Exercise input:
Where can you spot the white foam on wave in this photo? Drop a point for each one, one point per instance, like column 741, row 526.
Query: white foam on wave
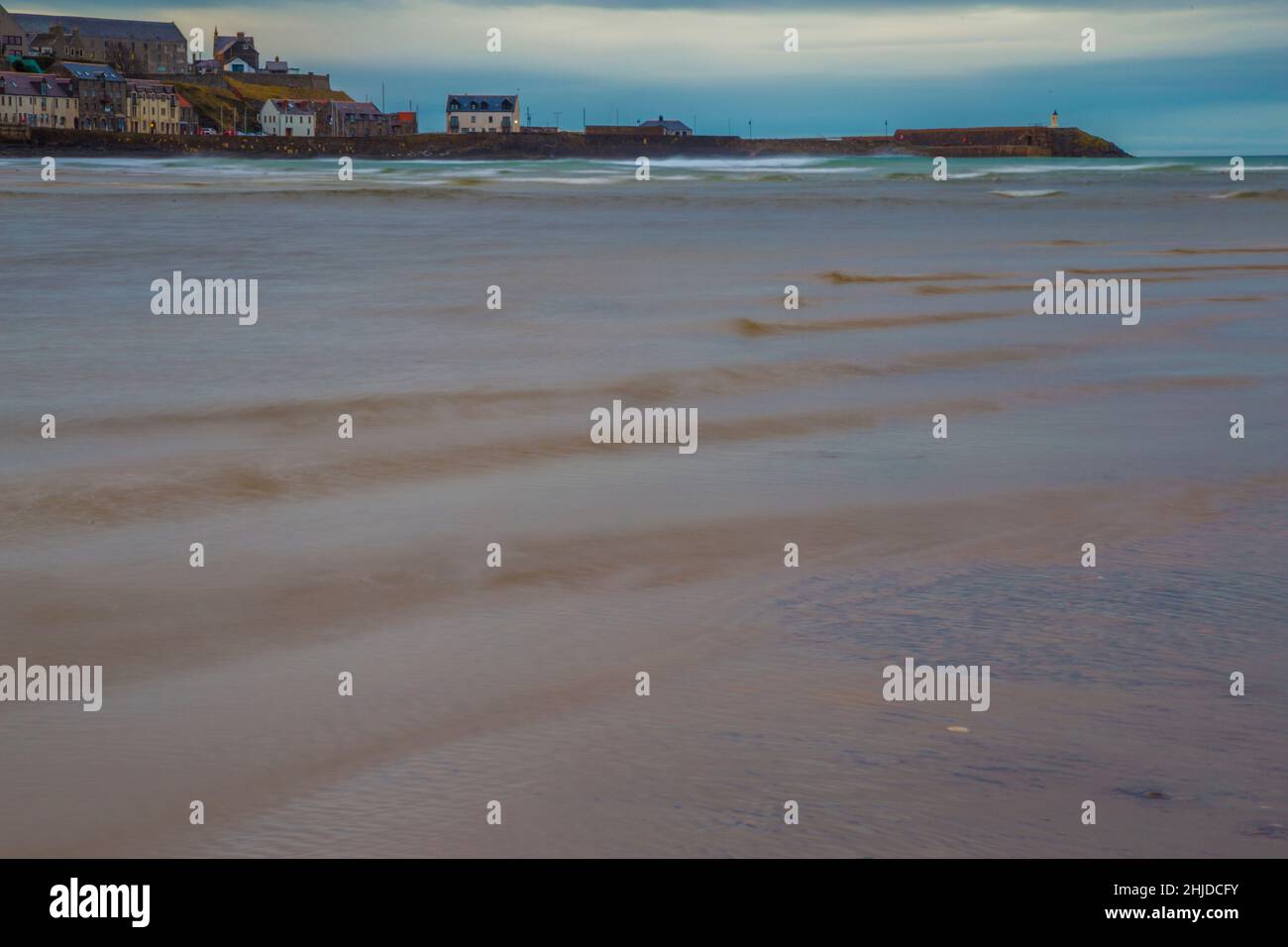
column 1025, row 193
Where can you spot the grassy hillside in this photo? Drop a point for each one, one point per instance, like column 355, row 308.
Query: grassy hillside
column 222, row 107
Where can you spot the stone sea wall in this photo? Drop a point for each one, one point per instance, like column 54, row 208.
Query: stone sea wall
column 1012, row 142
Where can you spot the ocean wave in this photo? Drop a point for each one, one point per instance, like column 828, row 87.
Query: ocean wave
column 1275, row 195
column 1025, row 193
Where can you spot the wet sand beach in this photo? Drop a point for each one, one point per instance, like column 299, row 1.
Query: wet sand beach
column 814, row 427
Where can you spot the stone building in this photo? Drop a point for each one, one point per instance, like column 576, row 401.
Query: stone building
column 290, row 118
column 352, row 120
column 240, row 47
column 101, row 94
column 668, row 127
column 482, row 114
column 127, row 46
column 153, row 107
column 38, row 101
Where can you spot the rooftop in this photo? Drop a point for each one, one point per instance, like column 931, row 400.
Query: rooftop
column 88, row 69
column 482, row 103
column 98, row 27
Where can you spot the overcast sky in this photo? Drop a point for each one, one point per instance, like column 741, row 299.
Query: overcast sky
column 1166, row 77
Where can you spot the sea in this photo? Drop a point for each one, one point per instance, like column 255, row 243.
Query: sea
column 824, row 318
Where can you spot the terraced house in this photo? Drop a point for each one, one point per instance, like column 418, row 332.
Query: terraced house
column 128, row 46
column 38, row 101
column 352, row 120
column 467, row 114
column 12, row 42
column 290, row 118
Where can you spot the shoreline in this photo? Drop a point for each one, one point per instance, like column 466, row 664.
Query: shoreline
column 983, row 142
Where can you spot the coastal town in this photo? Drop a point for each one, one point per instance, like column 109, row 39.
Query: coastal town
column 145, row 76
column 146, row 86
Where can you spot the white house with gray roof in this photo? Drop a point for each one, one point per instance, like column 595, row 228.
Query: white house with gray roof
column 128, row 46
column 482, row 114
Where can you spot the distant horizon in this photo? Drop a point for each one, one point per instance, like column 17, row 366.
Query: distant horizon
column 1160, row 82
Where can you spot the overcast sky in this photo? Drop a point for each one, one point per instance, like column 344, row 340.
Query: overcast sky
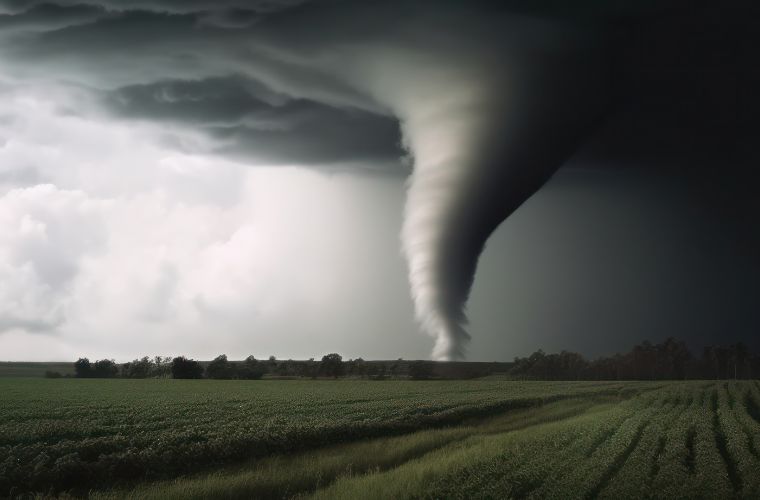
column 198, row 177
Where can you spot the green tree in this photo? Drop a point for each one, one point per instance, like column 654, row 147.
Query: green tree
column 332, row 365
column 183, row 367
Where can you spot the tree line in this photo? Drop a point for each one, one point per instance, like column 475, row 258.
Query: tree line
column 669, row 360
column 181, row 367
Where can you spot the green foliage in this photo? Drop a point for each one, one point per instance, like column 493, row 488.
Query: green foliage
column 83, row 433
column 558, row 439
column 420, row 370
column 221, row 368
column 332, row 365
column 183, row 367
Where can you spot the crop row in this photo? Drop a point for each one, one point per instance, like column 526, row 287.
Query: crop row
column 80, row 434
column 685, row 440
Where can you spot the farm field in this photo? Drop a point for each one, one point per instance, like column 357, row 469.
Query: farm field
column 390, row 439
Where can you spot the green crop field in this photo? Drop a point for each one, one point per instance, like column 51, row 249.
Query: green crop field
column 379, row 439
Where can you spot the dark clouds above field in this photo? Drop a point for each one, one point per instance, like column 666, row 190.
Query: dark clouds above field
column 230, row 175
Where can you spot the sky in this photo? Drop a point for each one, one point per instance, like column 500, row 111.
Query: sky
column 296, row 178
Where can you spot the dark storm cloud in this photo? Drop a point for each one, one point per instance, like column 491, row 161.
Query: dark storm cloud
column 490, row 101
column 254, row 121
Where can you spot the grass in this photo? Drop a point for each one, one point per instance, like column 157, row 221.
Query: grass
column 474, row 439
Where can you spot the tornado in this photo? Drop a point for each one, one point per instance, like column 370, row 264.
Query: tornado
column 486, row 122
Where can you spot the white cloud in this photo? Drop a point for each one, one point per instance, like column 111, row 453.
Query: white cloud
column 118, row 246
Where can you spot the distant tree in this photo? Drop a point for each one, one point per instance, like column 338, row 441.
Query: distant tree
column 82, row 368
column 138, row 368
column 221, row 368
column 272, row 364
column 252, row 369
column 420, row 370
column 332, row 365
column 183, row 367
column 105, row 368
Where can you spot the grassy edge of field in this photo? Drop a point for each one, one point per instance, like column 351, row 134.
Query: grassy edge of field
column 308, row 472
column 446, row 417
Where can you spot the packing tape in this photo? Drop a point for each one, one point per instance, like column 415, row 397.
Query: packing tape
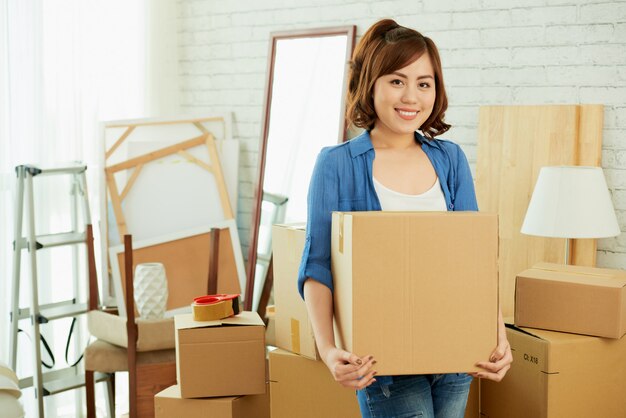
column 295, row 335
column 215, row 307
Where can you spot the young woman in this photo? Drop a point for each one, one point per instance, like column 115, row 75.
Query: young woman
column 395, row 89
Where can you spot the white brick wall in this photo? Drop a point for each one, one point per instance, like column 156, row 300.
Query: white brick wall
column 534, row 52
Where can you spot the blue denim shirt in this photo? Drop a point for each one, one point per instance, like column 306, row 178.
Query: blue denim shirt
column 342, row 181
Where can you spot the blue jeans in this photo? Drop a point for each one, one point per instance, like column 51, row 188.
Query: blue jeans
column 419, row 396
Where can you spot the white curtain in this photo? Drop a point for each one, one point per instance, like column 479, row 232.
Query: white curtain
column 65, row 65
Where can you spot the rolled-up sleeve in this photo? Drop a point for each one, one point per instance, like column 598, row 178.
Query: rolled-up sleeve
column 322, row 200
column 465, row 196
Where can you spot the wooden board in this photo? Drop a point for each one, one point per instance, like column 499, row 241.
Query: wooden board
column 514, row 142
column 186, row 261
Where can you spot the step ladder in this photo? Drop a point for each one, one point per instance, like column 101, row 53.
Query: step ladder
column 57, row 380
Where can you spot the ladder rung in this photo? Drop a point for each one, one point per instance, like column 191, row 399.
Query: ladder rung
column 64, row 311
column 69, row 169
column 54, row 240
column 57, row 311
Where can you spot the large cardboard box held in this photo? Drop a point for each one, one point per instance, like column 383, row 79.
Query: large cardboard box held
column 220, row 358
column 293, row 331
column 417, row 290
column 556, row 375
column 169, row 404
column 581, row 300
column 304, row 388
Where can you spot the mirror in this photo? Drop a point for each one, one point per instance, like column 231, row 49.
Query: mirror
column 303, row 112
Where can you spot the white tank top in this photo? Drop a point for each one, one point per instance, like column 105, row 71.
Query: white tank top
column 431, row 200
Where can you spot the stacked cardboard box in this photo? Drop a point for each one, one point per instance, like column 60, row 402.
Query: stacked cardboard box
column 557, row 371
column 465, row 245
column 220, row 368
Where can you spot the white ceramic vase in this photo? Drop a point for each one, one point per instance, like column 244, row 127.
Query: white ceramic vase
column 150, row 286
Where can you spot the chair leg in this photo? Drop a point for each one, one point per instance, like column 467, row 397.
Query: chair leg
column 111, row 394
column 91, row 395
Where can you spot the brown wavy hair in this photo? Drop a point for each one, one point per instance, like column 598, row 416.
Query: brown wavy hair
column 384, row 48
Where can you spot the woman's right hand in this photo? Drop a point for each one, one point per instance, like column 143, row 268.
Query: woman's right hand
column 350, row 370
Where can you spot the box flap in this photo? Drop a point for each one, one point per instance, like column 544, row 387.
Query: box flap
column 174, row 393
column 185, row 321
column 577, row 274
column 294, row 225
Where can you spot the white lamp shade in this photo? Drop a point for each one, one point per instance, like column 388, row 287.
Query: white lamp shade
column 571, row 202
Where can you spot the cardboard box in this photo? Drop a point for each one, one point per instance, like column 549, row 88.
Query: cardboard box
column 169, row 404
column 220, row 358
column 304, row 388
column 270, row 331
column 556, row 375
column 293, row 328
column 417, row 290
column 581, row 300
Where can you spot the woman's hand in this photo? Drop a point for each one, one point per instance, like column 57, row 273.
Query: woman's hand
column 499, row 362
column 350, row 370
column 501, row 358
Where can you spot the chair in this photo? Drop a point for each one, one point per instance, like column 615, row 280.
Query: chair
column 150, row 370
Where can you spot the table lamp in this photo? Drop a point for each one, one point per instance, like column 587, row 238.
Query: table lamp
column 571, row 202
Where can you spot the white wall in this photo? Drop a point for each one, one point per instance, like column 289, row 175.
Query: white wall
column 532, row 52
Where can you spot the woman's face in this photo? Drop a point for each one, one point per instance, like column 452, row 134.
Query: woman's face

Instructions for the task:
Put the stretch from the line containing "Where can you spot the woman's face" through the end of the records into a numbered list, leaving out any blank lines.

Solution to this problem:
1. Where can you spot the woman's face in this photo? Drop a point for each one, one point per instance, like column 452, row 134.
2. Query: woman's face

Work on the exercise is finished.